▶ REQUIRED WORK: What you return should match the data below exactly, with no pictures in it.

▶ TASK INPUTS:
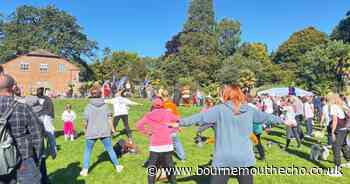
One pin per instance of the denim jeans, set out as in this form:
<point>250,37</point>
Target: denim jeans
<point>339,145</point>
<point>107,143</point>
<point>309,126</point>
<point>161,160</point>
<point>50,134</point>
<point>179,149</point>
<point>28,172</point>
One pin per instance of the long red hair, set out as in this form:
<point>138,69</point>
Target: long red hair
<point>235,94</point>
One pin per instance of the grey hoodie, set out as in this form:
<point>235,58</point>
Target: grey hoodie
<point>96,115</point>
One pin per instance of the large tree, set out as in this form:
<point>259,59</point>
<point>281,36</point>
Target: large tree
<point>342,30</point>
<point>201,16</point>
<point>228,36</point>
<point>121,63</point>
<point>290,52</point>
<point>326,66</point>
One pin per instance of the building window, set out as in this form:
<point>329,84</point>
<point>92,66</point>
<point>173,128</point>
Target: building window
<point>44,68</point>
<point>61,68</point>
<point>24,67</point>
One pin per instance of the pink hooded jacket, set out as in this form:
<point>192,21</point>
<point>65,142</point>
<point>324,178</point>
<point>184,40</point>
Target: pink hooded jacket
<point>156,126</point>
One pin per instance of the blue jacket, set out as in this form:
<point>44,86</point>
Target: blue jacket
<point>233,147</point>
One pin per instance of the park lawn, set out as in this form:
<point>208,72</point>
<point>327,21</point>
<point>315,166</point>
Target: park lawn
<point>65,169</point>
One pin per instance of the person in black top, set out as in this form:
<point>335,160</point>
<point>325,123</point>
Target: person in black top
<point>27,130</point>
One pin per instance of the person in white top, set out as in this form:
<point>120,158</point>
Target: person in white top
<point>288,114</point>
<point>268,105</point>
<point>339,132</point>
<point>68,117</point>
<point>309,115</point>
<point>121,111</point>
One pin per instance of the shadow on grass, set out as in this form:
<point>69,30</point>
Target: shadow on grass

▶ TASK RESPONSE:
One pin per instance of the denim jeans, set out as in this form:
<point>250,37</point>
Target: denim jeans
<point>339,145</point>
<point>107,143</point>
<point>309,126</point>
<point>161,160</point>
<point>50,134</point>
<point>179,149</point>
<point>28,172</point>
One pin per instance of the long red hair, set out as in this form:
<point>138,69</point>
Target: long red hair
<point>235,94</point>
One pin per instance of the grey hoodie, set out as in this form:
<point>235,58</point>
Target: grey hoodie
<point>96,115</point>
One pin per instance of the large tree, set out as in this form:
<point>259,59</point>
<point>281,36</point>
Target: large tree
<point>342,30</point>
<point>201,16</point>
<point>228,36</point>
<point>121,63</point>
<point>290,52</point>
<point>326,66</point>
One pin per instance of the building window, set out as in this form:
<point>329,84</point>
<point>92,66</point>
<point>173,128</point>
Target: building window
<point>44,68</point>
<point>61,68</point>
<point>24,67</point>
One pin per instance of the pink hooded jacket, set out as in this form:
<point>192,21</point>
<point>65,142</point>
<point>324,178</point>
<point>184,40</point>
Target: pink hooded jacket
<point>156,126</point>
One pin per instance of the blue jacket, set out as in this form:
<point>44,86</point>
Target: blue jacket
<point>233,147</point>
One pin per instance of the park lawn, set out as in this form:
<point>208,72</point>
<point>327,21</point>
<point>315,166</point>
Target: park lawn
<point>65,169</point>
One pin per instance of the person in black top, set out as in this form:
<point>335,160</point>
<point>325,123</point>
Target: person in black top
<point>27,130</point>
One pin per instance of the person in white top, set out as in this form:
<point>120,158</point>
Target: person in white top
<point>288,114</point>
<point>268,105</point>
<point>339,132</point>
<point>68,117</point>
<point>309,115</point>
<point>121,111</point>
One pin per instance of the shadow on grass, set out as in this form:
<point>69,30</point>
Target: shadow on grass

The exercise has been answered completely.